● Your instructions: Reproduce all of the data exactly, with no line skipped.
•••••
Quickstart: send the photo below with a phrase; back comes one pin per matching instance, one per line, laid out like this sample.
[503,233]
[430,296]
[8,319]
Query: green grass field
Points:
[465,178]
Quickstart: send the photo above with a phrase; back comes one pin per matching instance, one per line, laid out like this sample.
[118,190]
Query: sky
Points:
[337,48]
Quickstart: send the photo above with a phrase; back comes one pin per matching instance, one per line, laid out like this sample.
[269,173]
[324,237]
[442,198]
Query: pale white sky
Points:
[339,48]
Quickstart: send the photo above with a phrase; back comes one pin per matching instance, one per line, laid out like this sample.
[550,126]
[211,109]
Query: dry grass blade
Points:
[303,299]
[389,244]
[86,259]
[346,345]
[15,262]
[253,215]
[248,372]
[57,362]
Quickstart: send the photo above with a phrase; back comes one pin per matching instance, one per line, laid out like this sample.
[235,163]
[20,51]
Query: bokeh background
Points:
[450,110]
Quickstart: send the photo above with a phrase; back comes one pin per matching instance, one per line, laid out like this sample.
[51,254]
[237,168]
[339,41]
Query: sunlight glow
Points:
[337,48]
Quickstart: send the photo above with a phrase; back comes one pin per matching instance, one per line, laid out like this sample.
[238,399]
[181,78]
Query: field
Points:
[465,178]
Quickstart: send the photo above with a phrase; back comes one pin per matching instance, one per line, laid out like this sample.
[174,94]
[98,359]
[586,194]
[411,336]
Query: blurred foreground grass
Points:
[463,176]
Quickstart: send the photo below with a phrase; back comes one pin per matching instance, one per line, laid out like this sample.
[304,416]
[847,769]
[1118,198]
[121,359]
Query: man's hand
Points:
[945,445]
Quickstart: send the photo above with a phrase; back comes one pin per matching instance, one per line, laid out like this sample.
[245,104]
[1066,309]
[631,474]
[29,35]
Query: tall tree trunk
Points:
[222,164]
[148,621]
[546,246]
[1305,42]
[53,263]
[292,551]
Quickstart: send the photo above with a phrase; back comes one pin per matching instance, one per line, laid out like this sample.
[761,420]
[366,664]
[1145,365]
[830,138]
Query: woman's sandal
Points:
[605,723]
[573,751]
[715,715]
•••••
● Answer box:
Quickstart: send the photo below with a phrase; back comes one pin per matching instance, one per line, laid out like this sample.
[503,233]
[430,296]
[8,319]
Query: green grass field
Points:
[465,178]
Quickstart: send the photo above with a phrase; back comes one pin per matching instance, one per line, laid out like this sample.
[118,190]
Query: sky
Points:
[337,48]
Quickstart: send the photo above with a phrase; back comes one pin per matching instance, one per line, laid out like this sample.
[269,173]
[324,237]
[442,198]
Query: pale white sky
Points:
[339,48]
Quickstart: send the photo above with a phrase; back comes one pin per matching instance, one per line, laid out like this sample.
[550,126]
[211,109]
Query: dry grass blade
Points:
[303,299]
[389,244]
[86,259]
[346,345]
[15,262]
[253,215]
[248,372]
[57,362]
Quickstart: send the photo above with a phrase; back comes one pin per matching instance, one per line, laid out like this sample.
[235,163]
[20,51]
Query: bokeh background
Points:
[450,110]
Quickstart: send the photo above with a phrase; back comes one pin per matching instance, one per line, laid out like this sample.
[51,254]
[237,168]
[339,41]
Query: sunlight glow
Points:
[337,48]
Quickstart: send the photo above with a phrase; back comes one pin per matching instance, one per line, laid out like this sample.
[238,399]
[181,78]
Query: field
Points:
[465,178]
Quickstart: send the photo above with a phrase; back comes one pin per matching instance, one per line, laid out like this sample.
[174,94]
[98,359]
[586,194]
[411,336]
Query: blurred foreground grass
Points:
[463,176]
Quickstart: send the photo below with a phrase; back comes one pin per matching instance, one per line, laid out like this sample.
[304,416]
[847,769]
[1118,198]
[121,359]
Query: man's hand
Points:
[945,445]
Quickstart: send the photo above with a phrase; back comes one pin per matching instance, one per line, laid out like this sample.
[245,104]
[1066,309]
[631,474]
[29,35]
Query: tall tree trunk
Points:
[222,164]
[148,621]
[546,246]
[1305,42]
[53,263]
[292,551]
Quickstart: send the photo above with a phrase; back comes one pin per matching instance, one per line, laid out like this sample.
[761,420]
[366,664]
[1145,365]
[830,138]
Query: woman's sandal
Points:
[605,723]
[573,751]
[715,715]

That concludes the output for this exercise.